The Eight
- Cover of the first edition
- Author: Katherine Neville
- Genre: Quest
- Published: 1988 (Ballantine Books) (US); 1990 (Ballantine Books) (UK); 2009 (Harper);
- Publication place: United States
- Media type: Print (Hardcover and Paperback)
- Pages: 624
- ISBN: 0-345-35137-1 (US) / 978-0345366238 (UK)
- OCLC: 18070631
- Dewey Decimal: 823/.914 19
- LC Class: PS3564.E8517 E35 1989
- Followed by: The Fire

= The Eight (novel) =

1988 novel by Katherine Neville

The Eight, published in 1988, is American author Katherine Neville's debut novel. It is an adventure/quest novel. A sequel, The Fire, appeared in 2008.

==Premise==
The protagonist, computer whiz Catherine Velis, enters a conspiratorial world to recover the pieces of a legendary chess set once owned by Charlemagne and buried for one thousand years.

==Plot summary==
The Eight features two intertwined storylines set two centuries apart. The first takes place in the 1970s and follows American computer expert Catherine "Cat" Velis as she is sent to Algeria for a special assignment. The second is set in the 1790s and revolves around Mireille, a novice nun at Montglane Abbey, in the French Pyrenees. The fates of both characters are interwoven as they try to unravel the mystery behind the Montglane Service, a chess set that holds the key to a game of unlimited power. A gift from the Moors to Emperor Charlemagne, these pieces have been hunted fervently throughout the years by those seeking ultimate control.

In the throes of the French Revolution, Mireille and her cousin Valentine must help in dispersing the pieces of the chess set to keep them out of the wrong hands. However, when Valentine is brutally murdered in the Reign of Terror, Mireille is thrown into the midst of men and women who would pursue power at any cost, including Napoleon, Robespierre, Talleyrand, Catherine the Great, and more. She comes to realize she must rely on her own intuition and tenacity to accomplish her goal.

In 1972, Cat Velis faces a similar atmosphere of conspiracy, assassination and betrayal. When she is requested by an antique dealer to recover the chess pieces, she unwittingly enters into a mysterious game that will endanger her life. As she learns the story of the Montglane Service, she begins to realize that players of the Game may plan their moves, but their very existence makes them pawns as well.

+--

:: TASK INSTRUCTIONS ::
1) According to the article on The Eight, why must Mireille and Valentine help disperse the pieces of the chess set?
2) Where is Montglane Abbey located, according to the article on The Eight?
3) Extend the article on The Eight by writing the next passage after its last sentence.

(Data extracted from a collection)

+--

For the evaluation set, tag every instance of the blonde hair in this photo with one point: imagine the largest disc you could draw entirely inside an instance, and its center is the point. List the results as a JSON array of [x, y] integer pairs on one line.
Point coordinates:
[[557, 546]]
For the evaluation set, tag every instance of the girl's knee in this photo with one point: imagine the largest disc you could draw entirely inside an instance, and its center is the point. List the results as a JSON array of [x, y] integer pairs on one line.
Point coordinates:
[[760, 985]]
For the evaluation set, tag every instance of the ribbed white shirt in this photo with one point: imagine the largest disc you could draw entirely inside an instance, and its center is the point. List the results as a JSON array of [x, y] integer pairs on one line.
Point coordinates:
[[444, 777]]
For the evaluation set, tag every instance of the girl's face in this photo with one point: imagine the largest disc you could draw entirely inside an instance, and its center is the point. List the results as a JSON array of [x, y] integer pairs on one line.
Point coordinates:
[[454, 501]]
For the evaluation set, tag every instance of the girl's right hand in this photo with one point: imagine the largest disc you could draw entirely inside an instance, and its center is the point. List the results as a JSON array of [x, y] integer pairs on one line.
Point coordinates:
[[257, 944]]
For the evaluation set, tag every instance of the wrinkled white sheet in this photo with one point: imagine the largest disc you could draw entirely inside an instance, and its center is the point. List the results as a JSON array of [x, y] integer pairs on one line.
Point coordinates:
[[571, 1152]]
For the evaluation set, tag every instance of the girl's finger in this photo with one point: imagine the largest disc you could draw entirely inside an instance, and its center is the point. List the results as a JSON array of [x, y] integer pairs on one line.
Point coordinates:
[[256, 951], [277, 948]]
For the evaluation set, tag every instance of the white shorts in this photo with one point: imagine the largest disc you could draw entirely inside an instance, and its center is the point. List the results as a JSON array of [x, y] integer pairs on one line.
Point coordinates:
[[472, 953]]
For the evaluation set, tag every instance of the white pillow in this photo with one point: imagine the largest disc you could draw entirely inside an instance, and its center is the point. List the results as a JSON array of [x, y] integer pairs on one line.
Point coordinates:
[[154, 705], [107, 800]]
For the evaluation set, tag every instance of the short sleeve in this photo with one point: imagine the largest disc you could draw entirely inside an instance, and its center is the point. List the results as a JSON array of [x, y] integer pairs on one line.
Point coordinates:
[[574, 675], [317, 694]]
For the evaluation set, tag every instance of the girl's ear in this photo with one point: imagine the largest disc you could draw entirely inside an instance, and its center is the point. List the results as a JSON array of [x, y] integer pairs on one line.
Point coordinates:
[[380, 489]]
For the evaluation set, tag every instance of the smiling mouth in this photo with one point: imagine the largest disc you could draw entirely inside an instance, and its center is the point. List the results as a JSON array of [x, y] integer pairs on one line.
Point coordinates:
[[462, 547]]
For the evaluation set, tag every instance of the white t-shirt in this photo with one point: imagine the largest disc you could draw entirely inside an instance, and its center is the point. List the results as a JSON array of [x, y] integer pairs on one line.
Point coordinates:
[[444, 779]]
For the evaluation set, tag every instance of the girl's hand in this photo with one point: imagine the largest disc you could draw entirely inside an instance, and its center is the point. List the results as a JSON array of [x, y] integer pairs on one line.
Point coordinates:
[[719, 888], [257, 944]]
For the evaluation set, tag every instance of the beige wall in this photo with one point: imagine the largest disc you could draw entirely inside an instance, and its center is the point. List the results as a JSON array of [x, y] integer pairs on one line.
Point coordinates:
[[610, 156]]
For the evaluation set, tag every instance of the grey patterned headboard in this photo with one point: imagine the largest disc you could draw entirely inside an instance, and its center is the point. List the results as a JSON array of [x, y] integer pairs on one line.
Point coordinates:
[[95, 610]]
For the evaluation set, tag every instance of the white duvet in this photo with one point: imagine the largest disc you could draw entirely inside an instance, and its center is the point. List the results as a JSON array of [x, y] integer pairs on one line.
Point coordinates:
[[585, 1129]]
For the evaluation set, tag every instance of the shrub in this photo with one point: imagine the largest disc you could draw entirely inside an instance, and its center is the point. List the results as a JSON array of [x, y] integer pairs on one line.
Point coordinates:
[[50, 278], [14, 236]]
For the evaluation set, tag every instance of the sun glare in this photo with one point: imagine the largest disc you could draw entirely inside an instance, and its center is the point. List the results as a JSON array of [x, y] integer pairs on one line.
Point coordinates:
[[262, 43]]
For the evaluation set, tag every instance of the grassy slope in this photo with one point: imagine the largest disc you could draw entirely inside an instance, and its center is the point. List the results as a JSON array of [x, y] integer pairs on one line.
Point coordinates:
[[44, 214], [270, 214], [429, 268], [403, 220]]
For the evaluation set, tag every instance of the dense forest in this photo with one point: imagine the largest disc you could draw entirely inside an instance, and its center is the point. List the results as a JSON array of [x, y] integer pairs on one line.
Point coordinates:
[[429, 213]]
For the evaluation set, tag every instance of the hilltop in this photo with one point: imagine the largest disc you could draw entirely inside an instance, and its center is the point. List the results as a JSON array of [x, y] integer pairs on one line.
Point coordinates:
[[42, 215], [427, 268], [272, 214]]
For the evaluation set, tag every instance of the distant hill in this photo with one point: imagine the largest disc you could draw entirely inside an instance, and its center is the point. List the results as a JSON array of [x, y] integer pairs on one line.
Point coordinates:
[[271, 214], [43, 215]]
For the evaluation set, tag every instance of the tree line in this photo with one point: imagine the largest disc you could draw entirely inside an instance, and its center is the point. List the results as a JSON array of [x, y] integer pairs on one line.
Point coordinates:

+--

:: ANSWERS BY TASK ::
1) They must disperse the pieces to keep them out of the wrong hands. This happens during the French Revolution, and the set is the Montglane Service, which holds the key to a game of unlimited power.

2) It is in the French Pyrenees.

3)
==The Montglane Service==
The Montglane Service and Abbey are the creations of Katherine Neville. In The Eight, the set was once owned by Charlemagne. Its design is of early Indian influence and it is created from solid gold and precious gems. The weight and size of each piece is quite large, with pawns starting at about 3 inches high and kings and queens at 6 inches. The story describes how the Montglane Service received its name after it was given by Charlemagne to a loyal friend who controlled the Montglane region of France, and who later willed it to be protected by the nuns of Montglane. Neville based her concept of the chess set on similar sets described in medieval romances, such as the "Legend of Charlemagne", and the Charlemagne chessmen.

==Reception==
The Eight received positive reviews from the San Francisco Chronicle and the Los Angeles Times Book Review. The Washington Post Book World called it "a feminist answer to Raiders of the Lost Ark". Florence King of The New York Times reviewed the book negatively, criticizing the plot and Neville's writing. Publishers Weekly said, "this spellbinder soars above the level of first-rate escapist entertainment.” Detroit News called the novel “A gutsy, multi-genre leap through history, full of puzzles and mysteries… The Eight‘s plotting and execution are masterfully handled.” “Intriguing, fast-moving… Crammed with skullduggery and a chess-based plot that hops between the eighteenth and [twentieth] centuries," said the Seattle Post-Intelligencer. Booklist praised the novel, stating, “The taut, suspenseful narrative is interwoven with a seemingly infinite number of mathematical puzzles, crosswords, and cryptograms… History, mystery, and adventure galore.”

==Release details==
- Neville, Katherine (1988). "The Eight"

==See also==
- The Fire (2008 sequel)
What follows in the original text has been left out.